[What is needed]
Because the lines must stay identical, write out the data without changing anything.

[Saved entries]
>>>
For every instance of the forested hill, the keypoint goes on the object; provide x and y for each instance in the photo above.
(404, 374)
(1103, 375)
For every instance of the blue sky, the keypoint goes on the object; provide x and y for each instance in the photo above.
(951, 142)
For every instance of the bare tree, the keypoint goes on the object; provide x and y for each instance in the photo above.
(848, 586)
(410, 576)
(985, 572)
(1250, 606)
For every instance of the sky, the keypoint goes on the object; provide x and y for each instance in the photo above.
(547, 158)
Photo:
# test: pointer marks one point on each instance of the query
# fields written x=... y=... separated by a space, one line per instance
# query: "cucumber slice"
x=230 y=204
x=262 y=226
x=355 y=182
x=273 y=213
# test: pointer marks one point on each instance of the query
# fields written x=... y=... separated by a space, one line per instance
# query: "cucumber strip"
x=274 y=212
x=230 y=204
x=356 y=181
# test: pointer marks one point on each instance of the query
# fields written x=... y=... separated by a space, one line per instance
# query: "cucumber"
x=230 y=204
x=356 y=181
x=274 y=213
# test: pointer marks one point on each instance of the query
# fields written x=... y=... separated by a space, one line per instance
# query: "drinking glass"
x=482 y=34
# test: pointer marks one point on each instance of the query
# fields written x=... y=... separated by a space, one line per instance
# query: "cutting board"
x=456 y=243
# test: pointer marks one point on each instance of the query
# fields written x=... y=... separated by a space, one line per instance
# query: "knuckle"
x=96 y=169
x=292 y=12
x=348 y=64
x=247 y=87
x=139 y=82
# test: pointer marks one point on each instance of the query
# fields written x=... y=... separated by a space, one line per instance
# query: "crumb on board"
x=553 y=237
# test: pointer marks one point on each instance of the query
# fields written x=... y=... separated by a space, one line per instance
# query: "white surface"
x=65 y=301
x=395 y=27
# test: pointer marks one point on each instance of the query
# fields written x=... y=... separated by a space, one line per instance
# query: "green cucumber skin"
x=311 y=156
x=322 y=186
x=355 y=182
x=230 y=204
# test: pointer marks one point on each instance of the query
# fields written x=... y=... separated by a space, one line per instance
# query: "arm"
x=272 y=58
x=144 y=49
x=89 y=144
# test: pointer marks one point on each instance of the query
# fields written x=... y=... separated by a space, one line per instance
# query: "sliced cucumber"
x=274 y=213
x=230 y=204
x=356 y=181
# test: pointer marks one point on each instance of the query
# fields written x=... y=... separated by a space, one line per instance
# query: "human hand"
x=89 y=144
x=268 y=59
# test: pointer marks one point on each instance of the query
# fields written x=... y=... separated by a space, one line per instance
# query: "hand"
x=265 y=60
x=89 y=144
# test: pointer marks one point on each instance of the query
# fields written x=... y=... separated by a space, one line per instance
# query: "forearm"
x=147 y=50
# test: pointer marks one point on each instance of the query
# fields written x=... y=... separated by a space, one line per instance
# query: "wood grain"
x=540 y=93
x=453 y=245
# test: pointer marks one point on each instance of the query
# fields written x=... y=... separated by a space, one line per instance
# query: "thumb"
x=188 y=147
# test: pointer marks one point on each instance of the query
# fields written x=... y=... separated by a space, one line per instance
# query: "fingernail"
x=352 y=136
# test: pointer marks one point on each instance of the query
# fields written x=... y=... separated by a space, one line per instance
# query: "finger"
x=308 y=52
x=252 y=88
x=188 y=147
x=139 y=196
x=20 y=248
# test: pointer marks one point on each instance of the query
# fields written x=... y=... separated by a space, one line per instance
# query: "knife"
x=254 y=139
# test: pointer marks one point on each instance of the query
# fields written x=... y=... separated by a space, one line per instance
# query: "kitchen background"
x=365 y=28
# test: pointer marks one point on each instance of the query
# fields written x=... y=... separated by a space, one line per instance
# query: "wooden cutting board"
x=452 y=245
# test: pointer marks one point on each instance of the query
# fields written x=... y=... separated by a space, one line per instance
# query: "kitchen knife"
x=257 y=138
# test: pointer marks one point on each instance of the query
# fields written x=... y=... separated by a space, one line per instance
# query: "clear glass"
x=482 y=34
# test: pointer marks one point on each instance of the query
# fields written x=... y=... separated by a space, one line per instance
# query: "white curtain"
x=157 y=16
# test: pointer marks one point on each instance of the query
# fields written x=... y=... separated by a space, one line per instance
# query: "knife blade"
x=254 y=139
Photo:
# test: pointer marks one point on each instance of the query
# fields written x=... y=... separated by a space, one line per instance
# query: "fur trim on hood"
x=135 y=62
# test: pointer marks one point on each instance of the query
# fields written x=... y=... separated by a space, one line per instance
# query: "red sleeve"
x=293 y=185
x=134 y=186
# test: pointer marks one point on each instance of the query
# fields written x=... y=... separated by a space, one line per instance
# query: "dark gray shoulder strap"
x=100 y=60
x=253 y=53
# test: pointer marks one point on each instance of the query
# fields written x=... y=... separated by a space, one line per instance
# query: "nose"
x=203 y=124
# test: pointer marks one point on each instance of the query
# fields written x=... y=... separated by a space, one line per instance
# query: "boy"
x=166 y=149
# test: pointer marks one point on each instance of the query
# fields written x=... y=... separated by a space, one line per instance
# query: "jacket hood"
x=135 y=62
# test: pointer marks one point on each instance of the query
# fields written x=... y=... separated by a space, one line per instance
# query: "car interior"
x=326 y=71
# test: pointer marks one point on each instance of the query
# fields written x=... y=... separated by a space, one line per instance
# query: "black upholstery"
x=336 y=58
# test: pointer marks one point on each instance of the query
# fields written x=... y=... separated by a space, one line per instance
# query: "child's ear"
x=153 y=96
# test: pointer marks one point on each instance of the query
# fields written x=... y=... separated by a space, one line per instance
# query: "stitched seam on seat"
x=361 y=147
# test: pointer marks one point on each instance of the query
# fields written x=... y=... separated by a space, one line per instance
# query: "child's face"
<<<
[Exercise solution]
For every instance of the forested hill, the keypoint goes on the object; provide x and y for each instance in the photo above.
(404, 374)
(1103, 375)
For every instance of the blue sky, the keypoint goes on the object; provide x and y for each instance in the photo above.
(951, 142)
For every instance of the bare tree, the keypoint goes on the object; provide x and y for each instance in the photo above.
(848, 586)
(410, 576)
(985, 572)
(1250, 606)
For every instance of the sky, the keypoint goes on the object; provide x and y for each instance in the photo above.
(547, 158)
Photo:
# test: pointer marks one point on each instance of the query
# fields written x=... y=... separated by a space, one line per instance
# query: "cucumber slice"
x=230 y=204
x=262 y=226
x=355 y=182
x=273 y=213
# test: pointer marks one point on each instance of the query
# fields written x=... y=... separated by a space, one line per instance
# query: "cucumber strip"
x=274 y=212
x=230 y=204
x=356 y=181
# test: pointer marks one point on each instance of the query
# fields written x=... y=... separated by a space, one line per instance
# query: "cucumber"
x=230 y=204
x=356 y=181
x=274 y=213
# test: pointer marks one point on each instance of the query
# fields written x=... y=... separated by a space, one line per instance
# query: "drinking glass"
x=482 y=34
# test: pointer marks one point on each instance of the query
# fields written x=... y=... separated by a space, one line per instance
# query: "cutting board"
x=456 y=243
# test: pointer marks one point on each instance of the query
# fields written x=... y=... separated by a space, one line per instance
# query: "knuckle"
x=96 y=169
x=292 y=12
x=348 y=64
x=247 y=87
x=139 y=82
# test: pointer marks one point on each instance of the query
# fields written x=... y=... separated by a space, one line per instance
# query: "crumb on board"
x=553 y=237
# test: pointer marks one point on each instance of the query
# fields written x=... y=... separated by a space, one line per instance
# query: "white surface"
x=65 y=301
x=395 y=27
# test: pointer marks one point on each instance of the query
# fields written x=... y=... separated by a space, one line per instance
# query: "green cucumber skin"
x=311 y=156
x=322 y=186
x=355 y=182
x=230 y=204
# test: pointer marks one point on each instance of the query
# fields written x=... y=... separated by a space, one line per instance
# query: "arm"
x=272 y=58
x=144 y=49
x=89 y=144
# test: pointer marks one point on each instance of the query
# fields written x=... y=... separated by a space, one line per instance
# query: "sliced cucumber"
x=274 y=213
x=230 y=204
x=356 y=181
# test: pointer marks one point on each instance of the query
# fields written x=... y=... separated by a space, one line per instance
# query: "human hand"
x=89 y=144
x=268 y=59
# test: pointer marks one point on each instance of the query
# fields written x=... y=... separated by a space, one line per instance
# query: "hand"
x=265 y=60
x=89 y=144
# test: pointer marks one point on each instance of the query
# fields written x=... y=... separated by a space, one line per instance
# query: "forearm"
x=147 y=50
# test: pointer marks one point on each instance of the query
# fields written x=... y=... separated by a space, one line per instance
# query: "wood grain"
x=540 y=93
x=453 y=245
# test: pointer marks one point on each instance of the query
# fields written x=... y=... separated by a space, one line per instance
# query: "thumb"
x=188 y=147
# test: pointer marks one point on each instance of the query
# fields written x=... y=... separated by a space, one line per instance
# query: "fingernail"
x=352 y=136
# test: pointer marks one point on each instance of the query
# fields written x=... y=... separated by a space, one line per instance
# query: "finger"
x=308 y=52
x=252 y=88
x=188 y=147
x=139 y=196
x=20 y=248
# test: pointer marks one point on each instance of the query
# fields written x=... y=... separated by a space, one line per instance
# query: "knife"
x=254 y=139
# test: pointer marks one point on each instance of the query
# fields written x=... y=... separated by a space, one line per instance
# query: "kitchen background"
x=365 y=28
# test: pointer marks one point on each instance of the query
# fields written x=... y=... separated by a space, one line per instance
# query: "wooden cutting board"
x=452 y=245
# test: pointer marks one point on each instance of the query
# fields written x=... y=... separated by a space, one line per instance
# query: "kitchen knife"
x=257 y=138
# test: pointer marks one point on each instance of the query
# fields written x=... y=... separated by a space, one line per instance
# query: "clear glass"
x=482 y=34
# test: pointer marks one point on each instance of the query
# fields written x=... y=... separated by a space, one line per instance
# query: "white curtain"
x=157 y=16
# test: pointer marks one point on each instance of the query
# fields written x=... y=... separated by a space, one line per instance
# query: "knife blade"
x=254 y=139
Photo:
# test: pointer marks one point on each instance of the query
# fields written x=... y=... separated by a space, one line per instance
# query: "fur trim on hood"
x=135 y=62
# test: pointer marks one point on each instance of the query
# fields written x=... y=... separated by a space, one line per instance
# query: "red sleeve"
x=293 y=185
x=134 y=186
# test: pointer marks one point on each instance of the query
# fields written x=... y=... separated by a space, one line per instance
# query: "dark gray shoulder strap"
x=100 y=60
x=253 y=53
# test: pointer marks one point on each instance of the query
# fields written x=... y=... separated by a space, one line per instance
# query: "nose"
x=203 y=124
# test: pointer marks one point on each instance of the query
# fields written x=... y=... separated by a space, one line per instance
# query: "boy"
x=166 y=149
# test: pointer marks one point on each instance of the query
# fields written x=... y=... separated by a space, one line per instance
# query: "jacket hood"
x=135 y=62
# test: pointer marks one point on each instance of the query
# fields written x=... y=... separated by a space, one line per instance
# query: "car interior"
x=326 y=71
# test: pointer marks one point on each instance of the query
# fields written x=... y=... separated by a space, one line per instance
# query: "black upholstery"
x=336 y=58
# test: pointer marks one point on each instance of the query
# fields written x=... y=... separated by a space, one line per instance
# query: "child's ear"
x=153 y=96
# test: pointer marks one point on each instance of the query
# fields written x=... y=... separated by a space, one line per instance
# query: "stitched seam on seat"
x=361 y=147
# test: pointer marks one point on each instance of the query
# fields written x=... y=... separated by a space, one line per instance
# query: "child's face"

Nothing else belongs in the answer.